Extrait choisi:
Durant ses dix-huit mois à l’AS Cannes, Koller n’a jamais déçu tant sur le terrain qu’en dehors. « Jan, sur le terrain, c’était un Golgoth, continue Di Bartolomeo. C’était impossible pour les défenseurs de lui prendre le ballon. Je l’ai vécu à l’entraînement : je faisais 85 kilos et pourtant, je n’y suis jamais parvenu. » Dans l’équipe joueuse d’Albert Emon, Koller brille aussi bien du crâne que des pieds. Malgré des défenseurs rugueux, qui n’hésitent pas à vouloir se payer la star du National. « En match, les mecs lui rentraient dedans, lui mettaient des coups, et les arbitres n’ont jamais sifflé pour lui, regrette l’ex-capitaine cannois. Une ou deux fois seulement, il s’est agacé. » Comme en février 2010, lors d’un match à Évian (0-0), où il reçoit l’unique carton rouge de sa carrière avant la mi-temps. « Je crois que c’était Aldo Angoula face à lui : il faisait l’ascenseur, il lui rentrait dedans… Ils avaient compris que l’arbitre ne sifflerait jamais. Finalement, il avait pris quatre matchs de suspension. » Une sanction qui reste comme le seul écart du buteur, alors âgé de 37 ans, qui aura inscrit 20 buts en 45 matchs chez les Dragons. « Au niveau de la vitesse, c’est vrai qu’il faisait son âge, reconnaît Albert Emon. Mais pour le reste, c’était un grand professionnel et surtout un charmant garçon. »

Extraits des données:
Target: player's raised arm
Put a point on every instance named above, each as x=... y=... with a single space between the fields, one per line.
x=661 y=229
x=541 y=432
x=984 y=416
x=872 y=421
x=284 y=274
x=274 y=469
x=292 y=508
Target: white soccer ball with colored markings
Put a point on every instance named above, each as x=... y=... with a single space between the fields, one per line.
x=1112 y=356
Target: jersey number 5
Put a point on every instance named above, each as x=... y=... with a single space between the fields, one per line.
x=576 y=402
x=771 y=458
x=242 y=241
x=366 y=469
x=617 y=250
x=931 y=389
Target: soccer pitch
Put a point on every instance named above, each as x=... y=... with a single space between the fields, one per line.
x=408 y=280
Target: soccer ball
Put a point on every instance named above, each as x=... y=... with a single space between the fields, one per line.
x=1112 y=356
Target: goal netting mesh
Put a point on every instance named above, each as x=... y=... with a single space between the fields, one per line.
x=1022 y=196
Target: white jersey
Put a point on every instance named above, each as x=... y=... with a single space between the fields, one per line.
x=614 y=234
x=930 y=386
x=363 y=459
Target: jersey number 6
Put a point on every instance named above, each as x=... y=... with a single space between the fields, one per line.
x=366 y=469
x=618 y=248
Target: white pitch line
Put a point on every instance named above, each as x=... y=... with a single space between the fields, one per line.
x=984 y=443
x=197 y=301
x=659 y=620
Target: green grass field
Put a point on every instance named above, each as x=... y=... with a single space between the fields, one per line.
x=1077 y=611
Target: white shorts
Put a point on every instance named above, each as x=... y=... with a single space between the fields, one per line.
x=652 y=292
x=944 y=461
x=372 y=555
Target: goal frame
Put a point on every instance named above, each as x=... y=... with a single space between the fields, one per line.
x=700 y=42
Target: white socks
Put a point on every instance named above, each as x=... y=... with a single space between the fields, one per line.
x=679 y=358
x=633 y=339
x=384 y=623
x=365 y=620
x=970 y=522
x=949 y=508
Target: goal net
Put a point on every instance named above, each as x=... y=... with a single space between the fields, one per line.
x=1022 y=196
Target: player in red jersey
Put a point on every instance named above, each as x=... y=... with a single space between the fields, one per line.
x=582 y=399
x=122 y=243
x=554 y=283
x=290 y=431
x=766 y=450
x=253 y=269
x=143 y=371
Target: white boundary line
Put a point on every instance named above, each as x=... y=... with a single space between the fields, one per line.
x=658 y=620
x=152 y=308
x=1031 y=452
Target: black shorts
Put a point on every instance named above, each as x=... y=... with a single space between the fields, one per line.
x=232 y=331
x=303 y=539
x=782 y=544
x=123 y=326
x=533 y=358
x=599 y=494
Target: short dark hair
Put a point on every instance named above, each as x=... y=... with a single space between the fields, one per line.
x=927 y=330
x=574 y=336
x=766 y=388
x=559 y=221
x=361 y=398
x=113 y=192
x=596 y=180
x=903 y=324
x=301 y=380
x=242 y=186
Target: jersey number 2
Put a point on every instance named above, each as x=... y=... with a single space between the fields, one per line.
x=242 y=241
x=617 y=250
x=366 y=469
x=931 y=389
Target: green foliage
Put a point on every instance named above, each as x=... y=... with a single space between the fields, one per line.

Consigne 1:
Relevez toutes les personnes désignées par leur nom dans l'extrait sur Koller à l'AS Cannes.
Consigne 2:
Répondez à ces questions d'après l'extrait sur Koller à l'AS Cannes :
(a) Quel poids Di Bartolomeo dit-il qu'il faisait ?
(b) Où Koller a-t-il reçu son carton rouge, et sur quel score s'est terminé ce match ?
(c) Combien de buts Koller a-t-il marqués chez les Dragons, et en combien de matchs ?
Les entrées n'interviennent pas dans ce travail.

Résultat 1:
Jan Koller
Di Bartolomeo
Albert Emon
Aldo Angoula

Résultat 2:
(a) 85 kilos.
(b) À Évian, sur le score de 0-0.
(c) 20 buts en 45 matchs.